Reproduce the part of the Air China route article that opens with the words containing "For Venice, the" and closes with "launched in 2024.", replacing "second" with "newest".

(Beginning of Supplied passage)

Air China is set to launch a new nonstop route between Beijing and Venice this summer, adding another major China-Europe link at a time when Chinese carriers continue to expand aggressively across the continent. The new service will begin on July 2, 2026, and operate four times a week between Beijing Capital International Airport and Venice Marco Polo Airport using Airbus A330-200 aircraft.
For Venice, the route is significant because it becomes the city’s second direct mainland China connection, following China Eastern’s Shanghai-Venice service, which launched in 2024.
The new route also gives Air China a unique position on the Beijing-Venice sector, where it will be the sole operator. That matters because Venice is not just a leisure destination. It is one of Italy’s strongest internationally recognized gateways, combining tourism demand with broader commercial and cultural appeal.
For Chinese travelers, it offers direct access to one of Europe’s best-known cities. For Venice and the surrounding region, it opens another high-value long-haul link into a market that remains strategically important for inbound travel.

(End of Supplied passage)
(Beginning of Data shown)

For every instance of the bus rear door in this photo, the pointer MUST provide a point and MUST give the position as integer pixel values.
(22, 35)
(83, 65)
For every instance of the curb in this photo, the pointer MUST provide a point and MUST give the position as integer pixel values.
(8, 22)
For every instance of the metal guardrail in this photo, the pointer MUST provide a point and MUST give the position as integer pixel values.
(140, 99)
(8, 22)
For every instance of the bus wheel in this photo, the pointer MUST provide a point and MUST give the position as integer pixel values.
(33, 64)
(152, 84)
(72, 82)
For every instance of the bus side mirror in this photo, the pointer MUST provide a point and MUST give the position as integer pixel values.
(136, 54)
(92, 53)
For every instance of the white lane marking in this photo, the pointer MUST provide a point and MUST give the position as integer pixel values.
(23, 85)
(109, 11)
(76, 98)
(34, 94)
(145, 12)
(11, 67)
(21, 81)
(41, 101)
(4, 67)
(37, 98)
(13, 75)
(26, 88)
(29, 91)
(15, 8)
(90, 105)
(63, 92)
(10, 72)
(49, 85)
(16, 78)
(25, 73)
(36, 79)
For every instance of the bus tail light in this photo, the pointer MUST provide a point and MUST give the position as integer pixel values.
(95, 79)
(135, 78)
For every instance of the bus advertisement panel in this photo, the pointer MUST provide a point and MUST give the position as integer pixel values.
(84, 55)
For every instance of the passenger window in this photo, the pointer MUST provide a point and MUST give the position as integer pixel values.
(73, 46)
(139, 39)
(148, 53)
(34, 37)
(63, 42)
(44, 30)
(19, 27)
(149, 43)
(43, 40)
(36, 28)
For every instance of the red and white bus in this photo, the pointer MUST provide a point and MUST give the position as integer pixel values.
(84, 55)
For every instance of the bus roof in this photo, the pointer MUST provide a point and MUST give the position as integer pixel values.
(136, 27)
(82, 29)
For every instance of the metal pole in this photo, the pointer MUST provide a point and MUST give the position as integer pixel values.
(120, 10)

(End of Data shown)

Answer to this problem >>
For Venice, the route is significant because it becomes the city’s newest direct mainland China connection, following China Eastern’s Shanghai-Venice service, which launched in 2024.